▶ **DOCUMENT EXTRACT**:

==================================================

Ecological Impacts of Australian Pine (Casuarina spp.)

in the Thousand Islands
 

ABSTRACT

Three kinds of Australian Pine are found in dredged portions of the Thousand Islands. One is the species Casuarina equisetifolia; there is also Casuarina glauca, and one that is thought to be a hybrid between C. equisetifolia and C. glauca. On several islands these invasive non-native trees are found in dense stands where they have eliminated native vegetation and excluded native vertebrates. State management plans call for the eradication of the entire genus due to its destructive effects on native species and ecological processes in Florida. Those destructive effects are explained in some detail below.
 

INTRODUCTION

Thousand Islands
Though many of these islands have been modified by mosquito control and dredge and fill, the Thousand Islands formation is natural. The Thousand Islands landform is technically described as the relict shoals of a flood tide delta deposit – essentially the remains of a former inlet. The time of inlet formation is not known, but inlets in the Indian River Lagoon generally move to the south and finally close due to longshore sediment transport, 200 to 300 years after creation (R. Parkinson, personal communication). A topographical low still exist in the area of 11th Street south; this might be the last location of the inlet before it closed.

The Thousand Islands have been heavily impacted by development and mosquito control. Beginning in the late 1950s, small ditches were dug through the islands to allow mosquito fish (Gambusia affinis) access to inner areas of the marsh for mosquito control (J. Salmela, personal communication). At approximately the same time, dredge and fill activities were begun in Cocoa Beach for housing development. This involved dredging of canals to provide fill material for houses. During the late 1960s deeper ditching by dragline was used as a stronger effort to control mosquitoes. The islands south of Minutemen Causeway were more heavily impacted than those islands to the north. Relatively large areas of native marsh were converted to uplands in this way.

==================================================

▶ **EXERCISE INSTRUCTIONS**:
A - In the Thousand Islands text, when did digging of small ditches through the islands for mosquito control begin?
B - How many lines of the records contain the string "street"? Case counts; give only the number.

▶ **EXTRACTED DATA**:
==================================================

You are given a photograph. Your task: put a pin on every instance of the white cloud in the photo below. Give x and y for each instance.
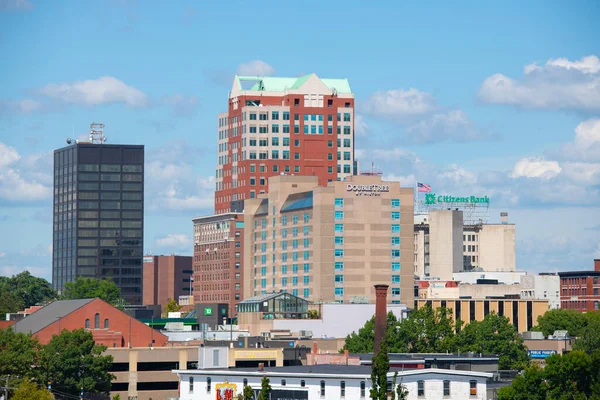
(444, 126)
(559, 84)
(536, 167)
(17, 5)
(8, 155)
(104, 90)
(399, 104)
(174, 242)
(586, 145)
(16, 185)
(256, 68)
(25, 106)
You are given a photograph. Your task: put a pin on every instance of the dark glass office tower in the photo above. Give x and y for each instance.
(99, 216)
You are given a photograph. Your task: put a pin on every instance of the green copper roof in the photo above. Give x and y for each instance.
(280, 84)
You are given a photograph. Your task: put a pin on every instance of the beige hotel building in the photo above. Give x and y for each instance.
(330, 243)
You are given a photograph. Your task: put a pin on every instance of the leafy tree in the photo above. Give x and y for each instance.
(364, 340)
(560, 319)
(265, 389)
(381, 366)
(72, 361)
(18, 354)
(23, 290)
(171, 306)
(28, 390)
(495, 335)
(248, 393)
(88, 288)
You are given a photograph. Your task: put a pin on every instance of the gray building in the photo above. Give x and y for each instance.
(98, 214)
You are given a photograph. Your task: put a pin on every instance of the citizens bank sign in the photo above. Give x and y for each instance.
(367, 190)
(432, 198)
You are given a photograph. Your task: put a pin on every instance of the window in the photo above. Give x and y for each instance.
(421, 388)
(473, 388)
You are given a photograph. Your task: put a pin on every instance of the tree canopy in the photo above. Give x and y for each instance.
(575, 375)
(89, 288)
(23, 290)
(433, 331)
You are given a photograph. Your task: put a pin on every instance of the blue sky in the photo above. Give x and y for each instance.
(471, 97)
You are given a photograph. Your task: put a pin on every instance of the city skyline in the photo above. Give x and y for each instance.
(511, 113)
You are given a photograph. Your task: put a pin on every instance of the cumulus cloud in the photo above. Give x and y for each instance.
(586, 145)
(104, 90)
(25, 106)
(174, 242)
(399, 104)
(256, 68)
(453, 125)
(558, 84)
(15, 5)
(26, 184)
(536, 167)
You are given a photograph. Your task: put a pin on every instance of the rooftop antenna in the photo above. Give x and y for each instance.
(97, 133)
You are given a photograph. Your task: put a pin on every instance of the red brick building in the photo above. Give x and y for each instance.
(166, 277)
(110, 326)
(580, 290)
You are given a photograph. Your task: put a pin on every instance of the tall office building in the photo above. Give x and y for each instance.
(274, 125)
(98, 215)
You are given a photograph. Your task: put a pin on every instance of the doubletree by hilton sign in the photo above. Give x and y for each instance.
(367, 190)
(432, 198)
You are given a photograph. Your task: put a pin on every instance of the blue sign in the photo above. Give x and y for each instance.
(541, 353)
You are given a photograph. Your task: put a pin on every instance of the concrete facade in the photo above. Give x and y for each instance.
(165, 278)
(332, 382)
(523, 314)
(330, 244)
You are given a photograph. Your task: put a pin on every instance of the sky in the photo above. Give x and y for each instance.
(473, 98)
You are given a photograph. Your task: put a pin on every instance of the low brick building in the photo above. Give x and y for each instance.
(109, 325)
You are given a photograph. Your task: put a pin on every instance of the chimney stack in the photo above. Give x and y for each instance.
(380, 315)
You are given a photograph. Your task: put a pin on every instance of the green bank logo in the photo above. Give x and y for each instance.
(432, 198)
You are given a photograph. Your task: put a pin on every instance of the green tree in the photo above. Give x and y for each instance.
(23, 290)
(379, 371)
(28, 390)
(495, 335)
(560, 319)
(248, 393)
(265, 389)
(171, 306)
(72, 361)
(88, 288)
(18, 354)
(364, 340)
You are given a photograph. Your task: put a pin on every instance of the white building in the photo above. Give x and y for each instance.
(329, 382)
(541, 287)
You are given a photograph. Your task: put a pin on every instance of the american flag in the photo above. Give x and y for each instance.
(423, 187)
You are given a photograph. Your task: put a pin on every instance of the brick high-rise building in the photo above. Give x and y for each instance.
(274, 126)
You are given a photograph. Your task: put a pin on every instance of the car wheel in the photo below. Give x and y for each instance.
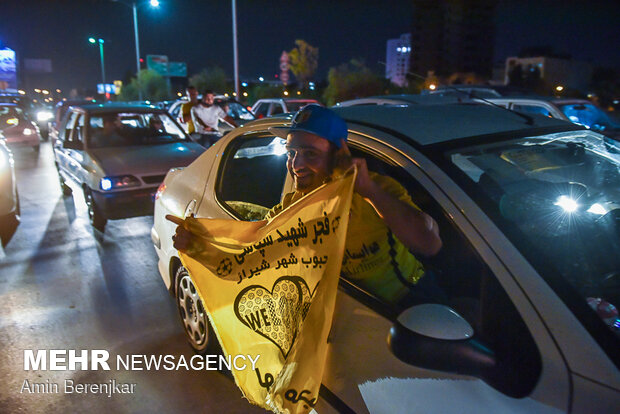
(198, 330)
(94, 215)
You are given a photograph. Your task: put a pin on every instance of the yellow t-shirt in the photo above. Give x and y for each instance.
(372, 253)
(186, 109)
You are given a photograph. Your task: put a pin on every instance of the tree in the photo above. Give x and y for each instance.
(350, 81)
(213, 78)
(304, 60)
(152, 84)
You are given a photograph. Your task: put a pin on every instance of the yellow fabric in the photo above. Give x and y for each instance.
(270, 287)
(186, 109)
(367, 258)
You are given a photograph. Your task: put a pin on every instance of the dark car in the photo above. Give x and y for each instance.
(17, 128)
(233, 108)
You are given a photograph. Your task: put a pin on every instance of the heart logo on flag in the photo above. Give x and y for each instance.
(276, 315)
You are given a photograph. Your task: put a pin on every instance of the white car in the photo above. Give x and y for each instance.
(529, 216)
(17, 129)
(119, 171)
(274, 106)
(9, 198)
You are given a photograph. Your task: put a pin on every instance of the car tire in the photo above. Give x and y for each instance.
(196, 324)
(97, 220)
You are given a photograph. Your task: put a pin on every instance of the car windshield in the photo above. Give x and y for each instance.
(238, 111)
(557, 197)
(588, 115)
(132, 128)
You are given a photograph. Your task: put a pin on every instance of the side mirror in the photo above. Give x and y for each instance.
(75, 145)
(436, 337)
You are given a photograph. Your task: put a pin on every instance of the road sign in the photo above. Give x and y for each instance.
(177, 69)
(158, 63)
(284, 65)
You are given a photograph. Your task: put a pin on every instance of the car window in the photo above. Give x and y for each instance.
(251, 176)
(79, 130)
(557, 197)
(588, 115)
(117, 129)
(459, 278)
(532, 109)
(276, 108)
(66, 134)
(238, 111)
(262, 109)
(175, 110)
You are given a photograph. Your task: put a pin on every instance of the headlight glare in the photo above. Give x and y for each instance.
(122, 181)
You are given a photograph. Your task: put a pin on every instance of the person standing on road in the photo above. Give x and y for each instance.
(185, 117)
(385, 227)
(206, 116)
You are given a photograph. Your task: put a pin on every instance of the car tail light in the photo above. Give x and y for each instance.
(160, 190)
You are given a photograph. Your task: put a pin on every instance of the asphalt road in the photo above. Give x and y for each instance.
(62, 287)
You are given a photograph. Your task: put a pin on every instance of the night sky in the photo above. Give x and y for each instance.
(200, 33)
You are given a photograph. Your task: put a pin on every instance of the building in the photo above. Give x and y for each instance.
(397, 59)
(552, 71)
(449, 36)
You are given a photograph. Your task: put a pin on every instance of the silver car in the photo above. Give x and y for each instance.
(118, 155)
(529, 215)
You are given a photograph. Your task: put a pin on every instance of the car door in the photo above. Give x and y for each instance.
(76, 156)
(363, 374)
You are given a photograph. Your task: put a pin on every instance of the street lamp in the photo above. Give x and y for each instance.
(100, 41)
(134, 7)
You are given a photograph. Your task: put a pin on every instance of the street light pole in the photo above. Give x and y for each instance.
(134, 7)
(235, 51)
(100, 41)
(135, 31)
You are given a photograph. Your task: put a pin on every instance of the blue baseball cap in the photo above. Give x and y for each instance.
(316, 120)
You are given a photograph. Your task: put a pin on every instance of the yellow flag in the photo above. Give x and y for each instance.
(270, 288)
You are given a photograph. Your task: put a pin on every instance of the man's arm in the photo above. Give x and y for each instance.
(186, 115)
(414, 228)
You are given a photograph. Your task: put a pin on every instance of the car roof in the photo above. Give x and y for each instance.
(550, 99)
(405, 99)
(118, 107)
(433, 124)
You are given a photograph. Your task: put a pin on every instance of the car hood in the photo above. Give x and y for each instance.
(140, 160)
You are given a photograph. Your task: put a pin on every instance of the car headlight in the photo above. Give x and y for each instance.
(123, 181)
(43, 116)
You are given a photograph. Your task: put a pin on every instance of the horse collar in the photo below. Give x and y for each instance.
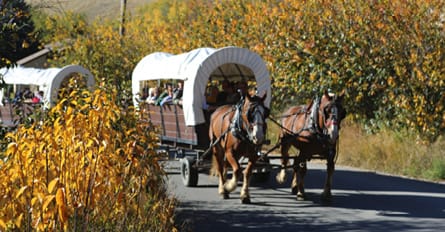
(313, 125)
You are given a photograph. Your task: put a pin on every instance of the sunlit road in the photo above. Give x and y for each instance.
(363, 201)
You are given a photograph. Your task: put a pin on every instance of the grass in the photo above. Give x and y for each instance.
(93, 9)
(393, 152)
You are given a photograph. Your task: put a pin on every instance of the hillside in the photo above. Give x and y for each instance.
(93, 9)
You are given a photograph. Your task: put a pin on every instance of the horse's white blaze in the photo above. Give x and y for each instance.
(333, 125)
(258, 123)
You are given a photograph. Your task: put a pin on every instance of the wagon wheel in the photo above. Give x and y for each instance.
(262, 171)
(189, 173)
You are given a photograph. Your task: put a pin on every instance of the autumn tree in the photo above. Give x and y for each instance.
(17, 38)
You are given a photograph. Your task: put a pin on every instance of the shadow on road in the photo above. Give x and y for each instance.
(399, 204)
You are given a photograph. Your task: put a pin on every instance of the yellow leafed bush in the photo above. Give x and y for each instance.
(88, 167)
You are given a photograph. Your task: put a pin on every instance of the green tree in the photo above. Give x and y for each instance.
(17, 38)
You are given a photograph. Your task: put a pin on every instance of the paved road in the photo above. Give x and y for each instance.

==================================================

▶ **ANSWERS BY TASK**:
A - In the late 1950s.

B - 2